-- begin --

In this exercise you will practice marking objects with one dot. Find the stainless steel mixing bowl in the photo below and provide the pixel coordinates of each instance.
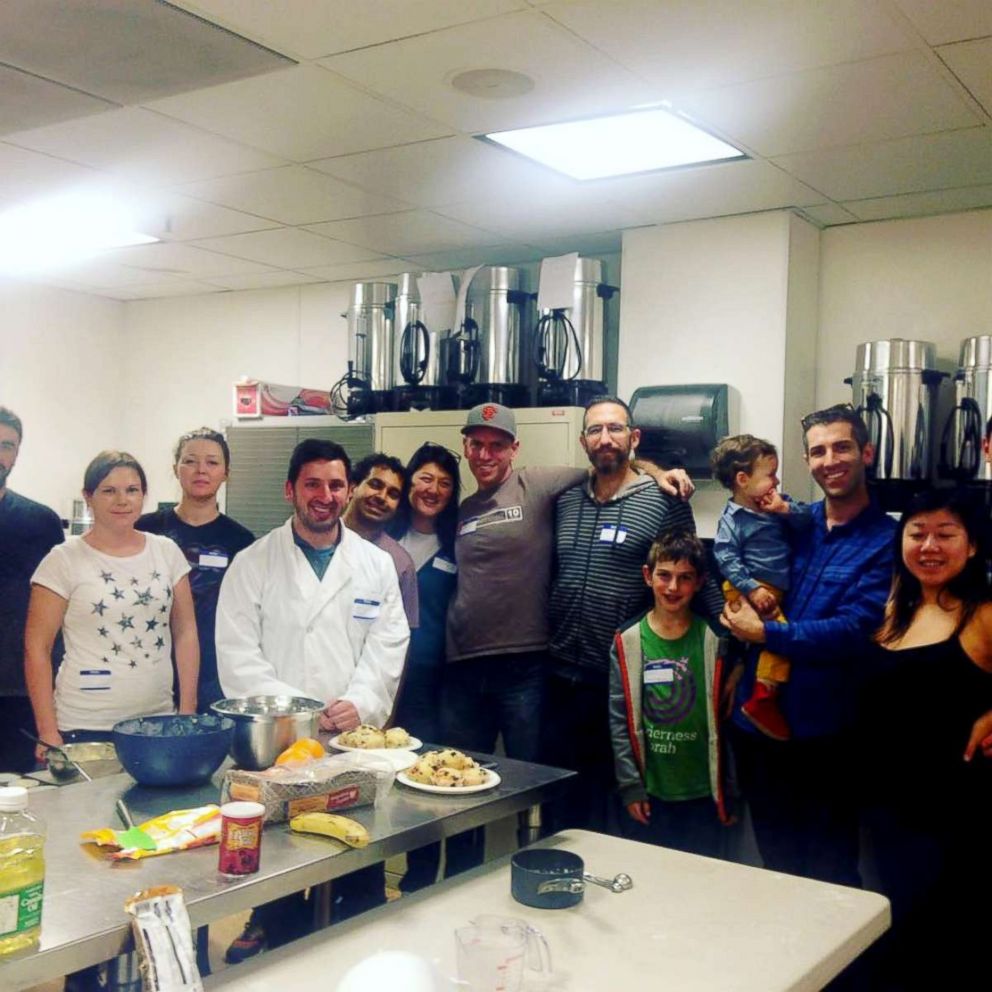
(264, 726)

-- end --
-- begin --

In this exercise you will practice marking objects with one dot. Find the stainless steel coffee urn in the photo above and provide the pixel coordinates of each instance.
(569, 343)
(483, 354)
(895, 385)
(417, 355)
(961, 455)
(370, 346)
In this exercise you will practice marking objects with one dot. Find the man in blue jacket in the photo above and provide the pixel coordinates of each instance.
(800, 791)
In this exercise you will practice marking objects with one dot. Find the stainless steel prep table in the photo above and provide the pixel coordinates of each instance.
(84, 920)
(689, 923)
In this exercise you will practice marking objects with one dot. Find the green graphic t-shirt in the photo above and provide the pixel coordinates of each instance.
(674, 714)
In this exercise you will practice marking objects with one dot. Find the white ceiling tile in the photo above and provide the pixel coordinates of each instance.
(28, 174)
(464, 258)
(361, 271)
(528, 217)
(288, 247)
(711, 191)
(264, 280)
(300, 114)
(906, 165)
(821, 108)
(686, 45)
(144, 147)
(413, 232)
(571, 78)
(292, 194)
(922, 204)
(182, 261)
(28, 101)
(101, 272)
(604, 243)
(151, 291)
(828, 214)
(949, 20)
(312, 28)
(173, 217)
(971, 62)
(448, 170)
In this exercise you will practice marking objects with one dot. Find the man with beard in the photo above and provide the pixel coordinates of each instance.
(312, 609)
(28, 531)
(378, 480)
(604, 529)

-- end --
-- begin --

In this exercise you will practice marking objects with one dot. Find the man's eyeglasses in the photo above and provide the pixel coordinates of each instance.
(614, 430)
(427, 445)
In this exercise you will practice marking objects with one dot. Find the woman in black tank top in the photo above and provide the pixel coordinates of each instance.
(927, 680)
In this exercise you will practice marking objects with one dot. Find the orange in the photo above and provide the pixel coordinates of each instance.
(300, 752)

-- end --

Collect every line in the listing above that contains the string "steel". Case counts.

In this exercise you will practice marking objects with one dot. Find the stainless steel mixing bowl in the photo below and provide the pixel coordinates of each instance.
In this exercise you will practice marking objects with one dot. Find the stainless steel coffee urn in the photo above and provide the pixel coordinates of each instance.
In this exercise you will practice marking objects with one dot. Find the stainless steel prep table in the photo above and provide the pixel coordinates of each instance.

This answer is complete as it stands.